Image object location entries:
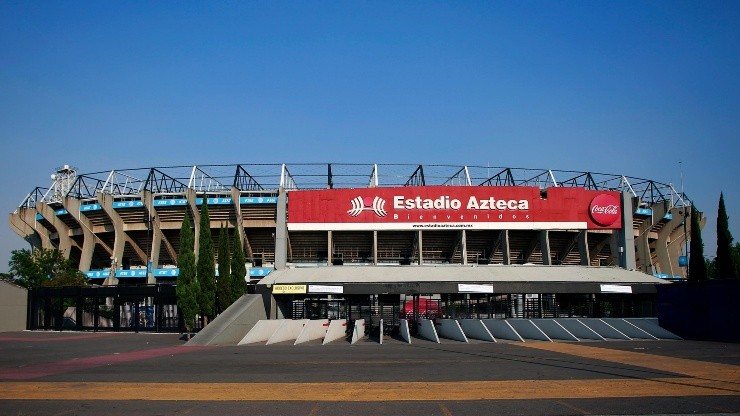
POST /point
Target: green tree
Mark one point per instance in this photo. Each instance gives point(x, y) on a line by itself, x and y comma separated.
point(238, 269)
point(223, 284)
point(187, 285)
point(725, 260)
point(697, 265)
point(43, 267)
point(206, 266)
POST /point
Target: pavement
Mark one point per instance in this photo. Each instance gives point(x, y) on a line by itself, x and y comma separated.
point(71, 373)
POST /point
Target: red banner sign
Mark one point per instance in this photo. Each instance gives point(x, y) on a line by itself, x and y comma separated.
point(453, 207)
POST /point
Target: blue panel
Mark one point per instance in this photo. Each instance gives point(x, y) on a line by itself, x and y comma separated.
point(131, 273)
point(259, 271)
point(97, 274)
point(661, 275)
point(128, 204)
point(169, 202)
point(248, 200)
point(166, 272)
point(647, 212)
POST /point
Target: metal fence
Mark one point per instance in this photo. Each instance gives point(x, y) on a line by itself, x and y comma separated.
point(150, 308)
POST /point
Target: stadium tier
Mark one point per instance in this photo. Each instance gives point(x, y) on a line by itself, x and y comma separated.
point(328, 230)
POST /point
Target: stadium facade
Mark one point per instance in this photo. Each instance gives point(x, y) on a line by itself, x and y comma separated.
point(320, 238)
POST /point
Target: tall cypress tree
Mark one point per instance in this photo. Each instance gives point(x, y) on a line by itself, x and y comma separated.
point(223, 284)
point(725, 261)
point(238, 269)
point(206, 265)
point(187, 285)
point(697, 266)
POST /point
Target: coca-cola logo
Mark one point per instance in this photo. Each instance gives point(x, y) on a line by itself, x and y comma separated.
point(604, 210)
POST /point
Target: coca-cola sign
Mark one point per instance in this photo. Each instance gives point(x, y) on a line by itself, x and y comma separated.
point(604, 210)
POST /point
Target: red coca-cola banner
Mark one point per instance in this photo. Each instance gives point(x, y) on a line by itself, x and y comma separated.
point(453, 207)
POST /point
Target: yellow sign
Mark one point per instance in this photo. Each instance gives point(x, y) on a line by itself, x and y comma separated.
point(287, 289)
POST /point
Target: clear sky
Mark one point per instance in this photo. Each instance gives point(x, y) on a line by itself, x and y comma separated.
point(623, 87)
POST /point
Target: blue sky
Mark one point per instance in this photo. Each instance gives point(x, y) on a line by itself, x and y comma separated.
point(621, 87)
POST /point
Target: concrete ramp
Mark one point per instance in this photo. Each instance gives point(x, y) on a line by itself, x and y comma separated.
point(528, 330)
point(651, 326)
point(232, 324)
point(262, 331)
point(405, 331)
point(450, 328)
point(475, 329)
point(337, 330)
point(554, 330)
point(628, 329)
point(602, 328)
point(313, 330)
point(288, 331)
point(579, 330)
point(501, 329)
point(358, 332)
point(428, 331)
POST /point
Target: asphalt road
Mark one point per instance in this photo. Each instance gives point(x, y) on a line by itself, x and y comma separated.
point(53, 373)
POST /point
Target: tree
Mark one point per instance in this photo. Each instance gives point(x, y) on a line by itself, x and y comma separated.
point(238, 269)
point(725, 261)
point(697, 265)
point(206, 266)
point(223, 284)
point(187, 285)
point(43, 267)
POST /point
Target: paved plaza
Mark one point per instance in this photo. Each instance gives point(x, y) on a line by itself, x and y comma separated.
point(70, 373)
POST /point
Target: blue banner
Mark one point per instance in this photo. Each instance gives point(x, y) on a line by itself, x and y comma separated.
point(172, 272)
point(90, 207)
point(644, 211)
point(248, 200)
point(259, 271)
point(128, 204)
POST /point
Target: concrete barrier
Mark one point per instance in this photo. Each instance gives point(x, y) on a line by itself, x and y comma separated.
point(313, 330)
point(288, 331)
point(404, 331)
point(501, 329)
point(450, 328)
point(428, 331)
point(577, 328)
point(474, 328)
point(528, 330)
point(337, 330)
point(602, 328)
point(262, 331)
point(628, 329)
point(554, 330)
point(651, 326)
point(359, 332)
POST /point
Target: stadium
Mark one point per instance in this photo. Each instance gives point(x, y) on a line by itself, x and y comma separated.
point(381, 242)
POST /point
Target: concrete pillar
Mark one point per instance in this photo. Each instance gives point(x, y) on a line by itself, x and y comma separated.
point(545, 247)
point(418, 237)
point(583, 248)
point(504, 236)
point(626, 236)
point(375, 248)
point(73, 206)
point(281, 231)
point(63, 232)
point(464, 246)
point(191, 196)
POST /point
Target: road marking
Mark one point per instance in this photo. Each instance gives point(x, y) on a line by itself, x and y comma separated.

• _TASK OBJECTIVE_
How many lines of the data above contain the string "tree"? Reply with the number only.

• _COMPLETE ANSWER_
3